Brief
Continue the Illinois beekeeping forum thread from its last post onward.

-- begin Selected extract --

# Hello From Illinois



## WGB (Dec 13, 2008)

Hi Brenda,
I'm new to the site too, and from central Illinois also.
Starting three hives this spring.


----------



## Rebel Rose (Apr 5, 2009)

Hi WGB,

Glad to meet you too! You are going to love it once you get your bees. Welcome to your new addiction. 

Brenda


----------



## Barry (Dec 28, 1999)

Hi Brenda -

Welcome to the forum! I'm a transplant from Fisher, right on 136. Both Grandparents spent their life there and I still have a bunch of bee equipment in storage at one of their properties. I hope you find this joint friendly and helpful as there is never a shortage of discussion and opinions.


----------



## Brenda (Nov 23, 2006)

Hi from another Brenda from Illinois.


----------



## Rebel Rose (Apr 5, 2009)

Hi Brenda!

-- end Selected extract --
-- begin Raw data --

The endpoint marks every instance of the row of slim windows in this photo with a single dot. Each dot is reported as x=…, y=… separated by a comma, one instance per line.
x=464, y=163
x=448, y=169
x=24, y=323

-- end Raw data --

Task answer
Glad to meet you!

Brenda


----------



## Rebel Rose (Apr 5, 2009)

Barry said:


> Hi Brenda -
> 
> Welcome to the forum! I'm a transplant from Fisher, right on 136. Both Grandparents spent their life there and I still have a bunch of bee equipment in storage at one of their properties. I hope you find this joint friendly and helpful as there is never a shortage of discussion and opinions.


Barry, I am sure that I will like it here...there is a wealth of information and lot of different ideas and opinions here. 

I am about ten miles south of Rt 136!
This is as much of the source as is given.